**DOCUMENT EXTRACT:**
* * * * *

Eve like Adam loved the trees. They had together climbed each one. Well, almost each one. There were those two in the center. They were after all just trees. Why, they were like all of the other trees. What was so dangerous? Look they had strong branches as well. Why not?

Curiosity is the life of discovery. Stop questioning life and you’ll die. Never give up on the pursuit of truth. Remember though that curiosity must be paired with good judgment. Curiosity can also be twisted. It can become a muse, and in the longing curiosity is twisted into compromise.

 

Our first parents as perfect as they were, wandered into indiscretion. Indiscretion is a thief that steals above all else with the eyes. As those who steal the words, thoughts, and purity of others, our parents, both of them together, looked wide-eyed at the fruit as the crafty words of serpent dribbled out. It was as though God had left his mail out on the kitchen table. Just a glance, what harm could come?

After all that God had done. After all of the extraordinary creatures he had made for man, especially the woman, Adam’s response, as the first child is one that all children everywhere have when they first experience knowing good and evil. Adam is afraid. He is afraid of himself and he is afraid of God. It is his fear that motivates his attempt to escape and avoid God from seeing him. Adam hides in the garden because he hears God and knows now that God can see right through him.

In his shame his pride moves him to pass the blame to his favorite. Bitterly, he passes it to Eve. Eve then uses the proverbial line. The devil made me do it. The problem of blame is that Eve has Adam’s life code. She has his DNA and therefore Adam is just like Eve.

Throughout the centuries people have continued to shift the blame on Eve or on Adam when the reality is that this continues our culpability. If anyone of us had been there it would have ended just the same. And in fact we, all of us, have our own gardens both large and small. Each of us, in our personal gardens have good seeds. These are fostered, watered and they will grow. But each of us also has a place where, deeply planted, are the seeds of our own corruption, dark seeds. For some reason these always seems to grow. It’s up to each of us to avoid tasting the fruit of iniquity, yet sadly we all do. Inquisitively we are all drawn to its fruit and in taking the diseased fruits of our corruption we spoil our soil down to the very last root.

* * * * *

**EXERCISE DIRECTIONS:** Translate this sentence from the essay on Adam and Eve into Spanish: "Remember though that curiosity must be paired with good judgment."

* * * * *

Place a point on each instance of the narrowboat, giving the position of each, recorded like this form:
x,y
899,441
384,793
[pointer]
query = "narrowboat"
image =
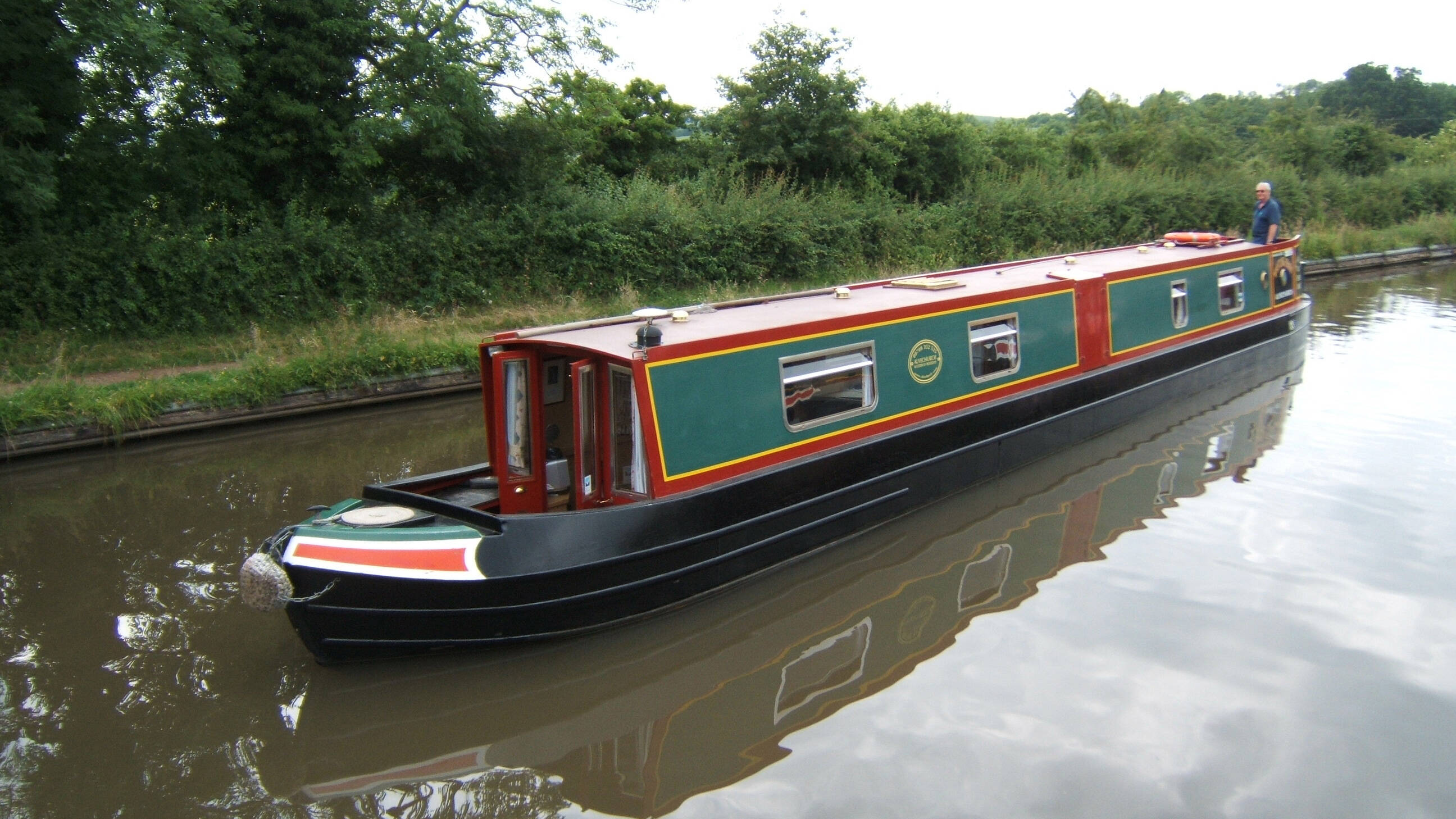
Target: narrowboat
x,y
637,722
640,462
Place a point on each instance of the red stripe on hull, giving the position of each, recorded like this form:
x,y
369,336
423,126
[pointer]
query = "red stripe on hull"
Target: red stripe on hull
x,y
422,560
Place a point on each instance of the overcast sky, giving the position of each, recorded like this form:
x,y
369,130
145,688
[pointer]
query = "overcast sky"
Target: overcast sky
x,y
1014,59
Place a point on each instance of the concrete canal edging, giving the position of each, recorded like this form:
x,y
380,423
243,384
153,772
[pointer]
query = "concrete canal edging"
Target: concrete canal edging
x,y
1382,258
60,439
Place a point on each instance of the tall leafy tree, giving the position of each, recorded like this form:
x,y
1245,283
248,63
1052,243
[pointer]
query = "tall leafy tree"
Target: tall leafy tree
x,y
621,130
290,119
794,111
40,107
925,153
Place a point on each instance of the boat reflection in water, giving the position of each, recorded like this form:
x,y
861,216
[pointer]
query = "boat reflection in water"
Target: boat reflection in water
x,y
637,720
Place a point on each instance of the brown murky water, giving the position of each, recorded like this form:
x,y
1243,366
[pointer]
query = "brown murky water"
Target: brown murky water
x,y
1244,605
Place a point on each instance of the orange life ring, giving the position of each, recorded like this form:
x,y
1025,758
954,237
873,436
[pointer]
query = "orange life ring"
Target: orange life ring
x,y
1194,238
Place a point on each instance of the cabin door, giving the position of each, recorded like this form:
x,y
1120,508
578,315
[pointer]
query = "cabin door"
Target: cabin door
x,y
519,452
587,483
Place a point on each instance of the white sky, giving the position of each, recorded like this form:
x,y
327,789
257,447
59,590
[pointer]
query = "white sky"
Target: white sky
x,y
1014,59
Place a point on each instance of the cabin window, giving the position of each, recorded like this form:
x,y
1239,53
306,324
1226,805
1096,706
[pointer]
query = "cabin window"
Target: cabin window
x,y
587,432
1231,290
1180,296
517,417
995,347
827,385
628,451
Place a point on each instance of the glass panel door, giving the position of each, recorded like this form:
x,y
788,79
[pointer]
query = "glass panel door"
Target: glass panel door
x,y
517,448
587,479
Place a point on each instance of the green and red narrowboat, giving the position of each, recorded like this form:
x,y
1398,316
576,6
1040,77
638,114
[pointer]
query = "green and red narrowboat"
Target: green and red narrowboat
x,y
638,724
644,461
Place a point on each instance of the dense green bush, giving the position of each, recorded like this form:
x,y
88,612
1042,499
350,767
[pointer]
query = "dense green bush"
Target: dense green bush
x,y
146,275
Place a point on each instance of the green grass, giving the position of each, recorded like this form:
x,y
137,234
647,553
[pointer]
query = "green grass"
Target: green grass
x,y
46,375
1341,239
41,375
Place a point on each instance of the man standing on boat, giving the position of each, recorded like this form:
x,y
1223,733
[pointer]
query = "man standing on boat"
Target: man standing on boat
x,y
1266,215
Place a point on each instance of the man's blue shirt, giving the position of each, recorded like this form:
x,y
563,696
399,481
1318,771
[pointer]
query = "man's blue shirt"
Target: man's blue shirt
x,y
1263,217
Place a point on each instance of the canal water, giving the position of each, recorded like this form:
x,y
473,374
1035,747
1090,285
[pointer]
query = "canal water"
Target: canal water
x,y
1241,605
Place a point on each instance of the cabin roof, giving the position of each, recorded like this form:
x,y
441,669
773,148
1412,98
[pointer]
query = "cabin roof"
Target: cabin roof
x,y
613,337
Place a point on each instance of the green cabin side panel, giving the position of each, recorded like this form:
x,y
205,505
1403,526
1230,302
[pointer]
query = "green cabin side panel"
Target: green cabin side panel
x,y
1142,308
727,407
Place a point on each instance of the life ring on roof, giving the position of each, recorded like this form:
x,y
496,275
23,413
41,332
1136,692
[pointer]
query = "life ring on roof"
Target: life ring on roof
x,y
1204,239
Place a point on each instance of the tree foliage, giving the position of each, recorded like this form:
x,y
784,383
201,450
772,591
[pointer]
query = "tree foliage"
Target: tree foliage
x,y
794,111
191,163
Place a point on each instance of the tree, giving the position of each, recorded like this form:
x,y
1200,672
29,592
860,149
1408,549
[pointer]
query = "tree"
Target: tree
x,y
1404,104
925,153
619,130
40,107
290,119
794,111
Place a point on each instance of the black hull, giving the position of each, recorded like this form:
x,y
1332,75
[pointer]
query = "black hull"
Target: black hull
x,y
565,573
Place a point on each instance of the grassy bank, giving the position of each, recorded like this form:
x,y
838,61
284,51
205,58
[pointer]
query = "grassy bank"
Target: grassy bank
x,y
48,378
1341,238
53,379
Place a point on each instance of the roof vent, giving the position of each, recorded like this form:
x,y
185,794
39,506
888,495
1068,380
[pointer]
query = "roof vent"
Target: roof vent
x,y
926,283
648,334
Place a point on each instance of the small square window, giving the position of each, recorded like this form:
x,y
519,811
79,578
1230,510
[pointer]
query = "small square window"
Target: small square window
x,y
1180,298
827,385
1231,290
995,347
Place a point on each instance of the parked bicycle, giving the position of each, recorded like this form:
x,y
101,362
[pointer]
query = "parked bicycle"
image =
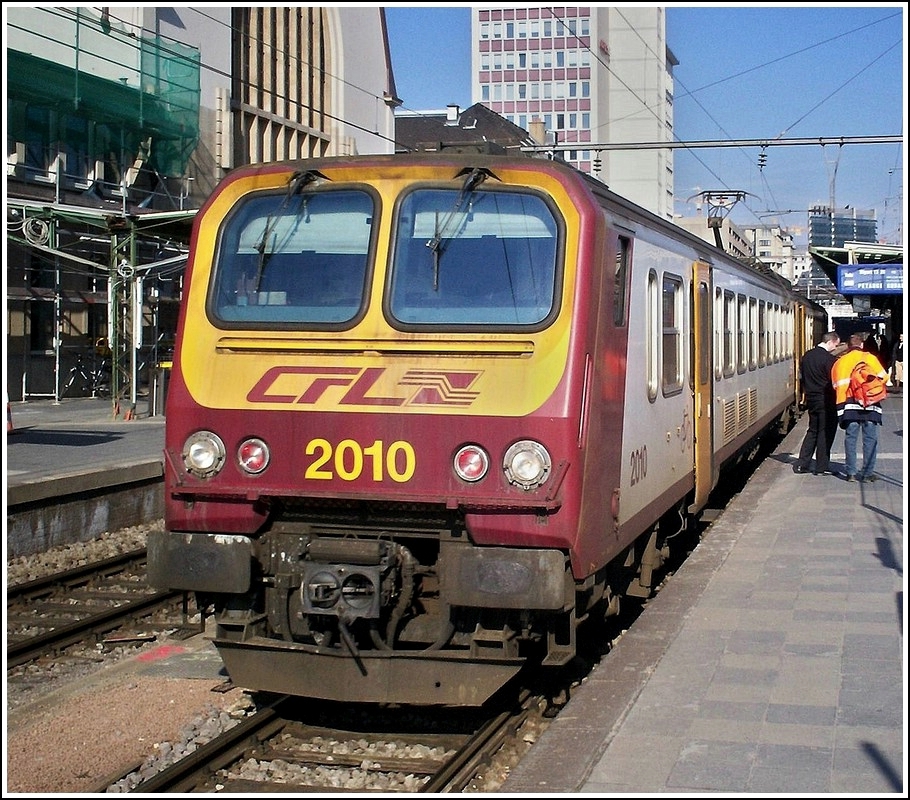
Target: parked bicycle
x,y
93,379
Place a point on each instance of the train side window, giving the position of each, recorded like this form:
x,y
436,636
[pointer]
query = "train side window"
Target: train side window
x,y
704,336
742,322
651,334
718,333
776,332
729,327
753,333
623,252
671,335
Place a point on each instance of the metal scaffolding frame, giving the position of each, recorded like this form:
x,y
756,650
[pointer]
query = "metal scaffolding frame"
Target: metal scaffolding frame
x,y
117,244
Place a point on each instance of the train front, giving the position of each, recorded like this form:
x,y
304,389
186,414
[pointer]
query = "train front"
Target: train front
x,y
371,422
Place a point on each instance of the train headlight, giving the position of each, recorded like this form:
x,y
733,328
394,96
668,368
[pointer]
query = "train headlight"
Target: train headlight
x,y
203,454
253,456
527,464
471,463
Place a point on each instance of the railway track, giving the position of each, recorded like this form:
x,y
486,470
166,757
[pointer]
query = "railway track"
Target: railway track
x,y
83,604
276,750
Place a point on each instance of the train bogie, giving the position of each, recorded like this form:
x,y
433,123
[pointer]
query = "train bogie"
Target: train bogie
x,y
429,412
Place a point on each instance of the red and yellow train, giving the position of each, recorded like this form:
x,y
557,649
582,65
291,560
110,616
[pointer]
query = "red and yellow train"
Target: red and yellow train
x,y
428,412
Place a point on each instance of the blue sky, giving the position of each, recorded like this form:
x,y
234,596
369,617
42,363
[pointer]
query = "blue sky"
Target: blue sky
x,y
797,71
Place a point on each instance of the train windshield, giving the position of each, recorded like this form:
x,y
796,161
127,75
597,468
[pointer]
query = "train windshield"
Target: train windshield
x,y
480,258
294,259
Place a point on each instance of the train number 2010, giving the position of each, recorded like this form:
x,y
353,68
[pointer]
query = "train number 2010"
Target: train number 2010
x,y
348,459
638,461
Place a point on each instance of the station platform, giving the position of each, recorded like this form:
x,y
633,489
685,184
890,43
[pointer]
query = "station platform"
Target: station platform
x,y
773,661
58,447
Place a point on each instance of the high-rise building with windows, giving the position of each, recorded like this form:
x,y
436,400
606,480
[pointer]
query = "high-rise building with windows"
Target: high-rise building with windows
x,y
592,75
830,227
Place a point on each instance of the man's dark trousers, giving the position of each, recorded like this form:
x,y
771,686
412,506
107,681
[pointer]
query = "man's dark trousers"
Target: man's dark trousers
x,y
820,435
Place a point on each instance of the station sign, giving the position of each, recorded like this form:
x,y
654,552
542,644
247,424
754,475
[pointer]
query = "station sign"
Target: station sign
x,y
870,279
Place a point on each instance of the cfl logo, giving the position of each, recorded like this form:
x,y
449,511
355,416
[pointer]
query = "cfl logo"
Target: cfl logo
x,y
315,385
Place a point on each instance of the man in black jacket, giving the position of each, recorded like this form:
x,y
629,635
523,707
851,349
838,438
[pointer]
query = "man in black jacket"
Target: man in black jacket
x,y
818,391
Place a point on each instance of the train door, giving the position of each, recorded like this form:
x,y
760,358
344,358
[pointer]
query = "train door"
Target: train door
x,y
703,380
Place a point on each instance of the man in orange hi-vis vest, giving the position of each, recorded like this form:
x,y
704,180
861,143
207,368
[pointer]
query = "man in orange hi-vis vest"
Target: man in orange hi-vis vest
x,y
852,416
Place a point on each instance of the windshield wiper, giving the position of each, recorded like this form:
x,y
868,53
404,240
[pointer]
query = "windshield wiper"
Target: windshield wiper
x,y
476,176
296,183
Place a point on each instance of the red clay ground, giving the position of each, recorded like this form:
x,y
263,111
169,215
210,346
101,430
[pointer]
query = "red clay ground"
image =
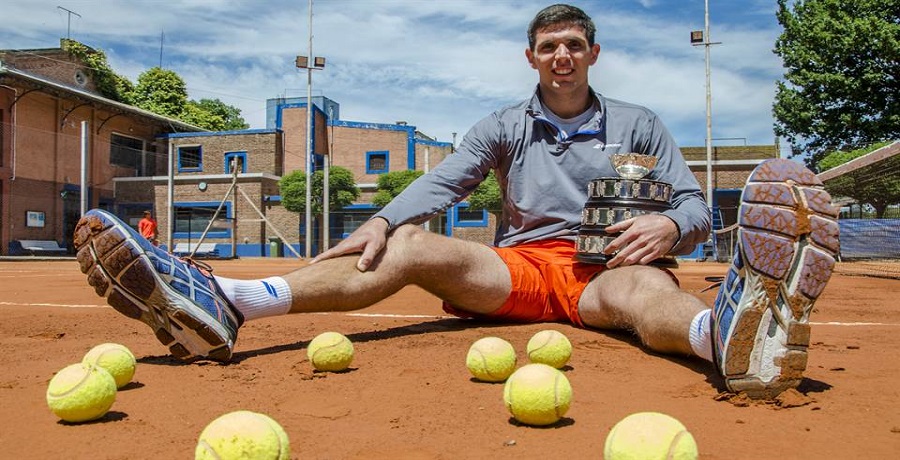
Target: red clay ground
x,y
409,394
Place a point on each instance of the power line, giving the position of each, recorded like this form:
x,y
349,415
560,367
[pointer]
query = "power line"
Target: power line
x,y
69,25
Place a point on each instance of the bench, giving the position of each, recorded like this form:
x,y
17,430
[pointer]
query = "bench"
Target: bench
x,y
37,247
207,250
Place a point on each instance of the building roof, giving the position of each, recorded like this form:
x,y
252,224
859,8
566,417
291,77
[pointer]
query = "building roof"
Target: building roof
x,y
869,159
8,73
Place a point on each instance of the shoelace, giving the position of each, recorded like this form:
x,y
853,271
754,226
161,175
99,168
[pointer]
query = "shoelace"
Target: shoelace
x,y
715,280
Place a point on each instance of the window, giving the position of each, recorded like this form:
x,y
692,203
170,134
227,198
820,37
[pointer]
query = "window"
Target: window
x,y
377,162
191,218
127,152
240,157
190,158
465,217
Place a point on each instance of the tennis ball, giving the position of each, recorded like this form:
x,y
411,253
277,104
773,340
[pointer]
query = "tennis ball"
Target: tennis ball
x,y
81,392
537,394
330,351
549,347
116,359
649,435
491,359
243,435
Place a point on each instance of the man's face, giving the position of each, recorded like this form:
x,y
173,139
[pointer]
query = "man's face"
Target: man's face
x,y
562,56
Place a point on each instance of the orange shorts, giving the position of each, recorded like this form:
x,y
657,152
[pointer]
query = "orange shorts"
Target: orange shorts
x,y
546,284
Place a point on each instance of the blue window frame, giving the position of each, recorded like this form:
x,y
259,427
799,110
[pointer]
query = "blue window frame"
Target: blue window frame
x,y
190,158
241,158
463,217
192,217
377,162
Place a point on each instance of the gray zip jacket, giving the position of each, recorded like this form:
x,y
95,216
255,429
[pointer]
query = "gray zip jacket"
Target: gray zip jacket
x,y
543,176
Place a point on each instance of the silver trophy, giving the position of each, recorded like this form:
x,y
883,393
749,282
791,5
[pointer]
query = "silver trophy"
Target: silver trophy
x,y
614,199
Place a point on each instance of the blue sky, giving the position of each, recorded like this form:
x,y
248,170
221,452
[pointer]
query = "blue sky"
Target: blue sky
x,y
440,65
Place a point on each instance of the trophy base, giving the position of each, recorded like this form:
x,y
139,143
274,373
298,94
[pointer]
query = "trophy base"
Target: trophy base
x,y
602,259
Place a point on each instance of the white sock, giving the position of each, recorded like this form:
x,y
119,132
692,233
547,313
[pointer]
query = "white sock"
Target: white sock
x,y
257,298
699,335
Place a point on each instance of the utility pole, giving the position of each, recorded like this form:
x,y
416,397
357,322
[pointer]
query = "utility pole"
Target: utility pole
x,y
702,38
303,62
69,23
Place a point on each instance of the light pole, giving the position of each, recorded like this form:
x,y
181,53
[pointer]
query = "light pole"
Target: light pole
x,y
303,63
698,37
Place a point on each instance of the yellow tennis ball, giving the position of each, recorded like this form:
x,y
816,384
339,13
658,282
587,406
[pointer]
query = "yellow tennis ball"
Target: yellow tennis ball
x,y
116,359
243,435
649,435
549,347
537,394
81,392
491,359
330,351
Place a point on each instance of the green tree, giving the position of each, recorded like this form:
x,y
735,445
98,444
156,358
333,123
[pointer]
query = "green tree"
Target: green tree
x,y
840,90
867,185
342,190
110,84
391,184
215,115
160,91
487,196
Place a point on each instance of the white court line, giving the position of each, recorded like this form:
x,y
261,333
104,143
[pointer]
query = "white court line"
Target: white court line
x,y
384,315
393,315
22,304
837,323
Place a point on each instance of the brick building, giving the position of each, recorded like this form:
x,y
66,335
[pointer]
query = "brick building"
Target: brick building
x,y
55,128
46,94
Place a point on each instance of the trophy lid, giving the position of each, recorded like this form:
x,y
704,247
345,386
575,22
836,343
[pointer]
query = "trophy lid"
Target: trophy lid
x,y
632,165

* * * * *

**TASK RESPONSE:** Recuerda, sin embargo, que la curiosidad debe ir acompañada de buen juicio.